If an entry below contains an image, drop the image and retype the rest exactly.
++++ DATA PROVIDED ++++
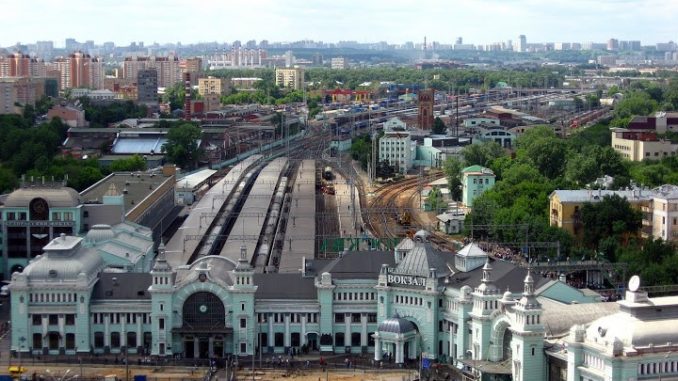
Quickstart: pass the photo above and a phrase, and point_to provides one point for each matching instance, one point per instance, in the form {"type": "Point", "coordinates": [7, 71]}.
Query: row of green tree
{"type": "Point", "coordinates": [33, 150]}
{"type": "Point", "coordinates": [516, 209]}
{"type": "Point", "coordinates": [643, 98]}
{"type": "Point", "coordinates": [458, 79]}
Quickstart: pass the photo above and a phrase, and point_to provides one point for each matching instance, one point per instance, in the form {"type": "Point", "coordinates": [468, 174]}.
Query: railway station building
{"type": "Point", "coordinates": [485, 316]}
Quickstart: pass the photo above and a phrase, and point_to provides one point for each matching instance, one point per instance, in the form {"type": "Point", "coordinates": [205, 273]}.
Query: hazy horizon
{"type": "Point", "coordinates": [395, 21]}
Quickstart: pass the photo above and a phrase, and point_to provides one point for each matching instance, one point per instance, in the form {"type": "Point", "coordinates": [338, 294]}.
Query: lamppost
{"type": "Point", "coordinates": [22, 340]}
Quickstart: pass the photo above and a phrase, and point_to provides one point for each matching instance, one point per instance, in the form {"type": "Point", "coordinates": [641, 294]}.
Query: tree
{"type": "Point", "coordinates": [612, 216]}
{"type": "Point", "coordinates": [8, 180]}
{"type": "Point", "coordinates": [435, 200]}
{"type": "Point", "coordinates": [439, 126]}
{"type": "Point", "coordinates": [361, 150]}
{"type": "Point", "coordinates": [482, 154]}
{"type": "Point", "coordinates": [452, 168]}
{"type": "Point", "coordinates": [134, 163]}
{"type": "Point", "coordinates": [635, 103]}
{"type": "Point", "coordinates": [182, 147]}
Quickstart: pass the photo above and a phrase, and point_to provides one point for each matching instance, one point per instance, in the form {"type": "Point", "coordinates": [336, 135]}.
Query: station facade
{"type": "Point", "coordinates": [396, 306]}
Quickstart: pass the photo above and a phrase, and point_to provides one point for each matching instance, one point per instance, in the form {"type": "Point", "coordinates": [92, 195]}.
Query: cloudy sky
{"type": "Point", "coordinates": [395, 21]}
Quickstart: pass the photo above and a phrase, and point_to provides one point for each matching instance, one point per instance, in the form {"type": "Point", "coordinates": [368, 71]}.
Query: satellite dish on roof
{"type": "Point", "coordinates": [634, 283]}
++++
— RESPONSE TO THE TASK —
Quickstart: pass the photo above and a phrase, and point_to provides one point for each matching instance, one point per instance, in the form {"type": "Point", "coordinates": [7, 71]}.
Query: row of green tree
{"type": "Point", "coordinates": [33, 150]}
{"type": "Point", "coordinates": [516, 209]}
{"type": "Point", "coordinates": [643, 98]}
{"type": "Point", "coordinates": [458, 79]}
Quickstart: pass the photo above and a phrase, and point_to provides one point for each matching instance, one point per instance, in the form {"type": "Point", "coordinates": [468, 174]}.
Query: railway station building
{"type": "Point", "coordinates": [485, 316]}
Quickstart: pass the photo above and a phrase, and point_to provides one point for each matching instance, one point per instance, in the form {"type": "Point", "coordinates": [205, 273]}.
Query: hazy horizon
{"type": "Point", "coordinates": [395, 21]}
Quickstart: pass the photo above and a phrase, and point_to provides one point for each matching instance, one point per instance, in the form {"type": "Point", "coordinates": [338, 294]}.
Query: lamppost
{"type": "Point", "coordinates": [22, 340]}
Quickstart: pass the photo above and a phrase, and point_to provides one point for each matching instance, one point per instance, in the form {"type": "Point", "coordinates": [641, 294]}.
Query: tree
{"type": "Point", "coordinates": [612, 216]}
{"type": "Point", "coordinates": [8, 180]}
{"type": "Point", "coordinates": [435, 200]}
{"type": "Point", "coordinates": [439, 126]}
{"type": "Point", "coordinates": [361, 150]}
{"type": "Point", "coordinates": [482, 154]}
{"type": "Point", "coordinates": [452, 168]}
{"type": "Point", "coordinates": [134, 163]}
{"type": "Point", "coordinates": [635, 103]}
{"type": "Point", "coordinates": [182, 147]}
Quickstart: pass the photo above and a phrase, and point_to provides one point for each matching instance, one point per instance, in the form {"type": "Point", "coordinates": [336, 135]}.
Query: station facade
{"type": "Point", "coordinates": [396, 306]}
Quickstart: pass the photo above and a phrase, and point_to provides one point for each matching instance, one point per instance, in the form {"type": "Point", "coordinates": [92, 195]}.
Query: cloudy sky
{"type": "Point", "coordinates": [395, 21]}
Quickstart: pass the photo above and a phrase, and point_to provides one point for each matching instance, one point per instance, in the form {"type": "Point", "coordinates": [368, 71]}.
Query: satellite dish on roof
{"type": "Point", "coordinates": [634, 283]}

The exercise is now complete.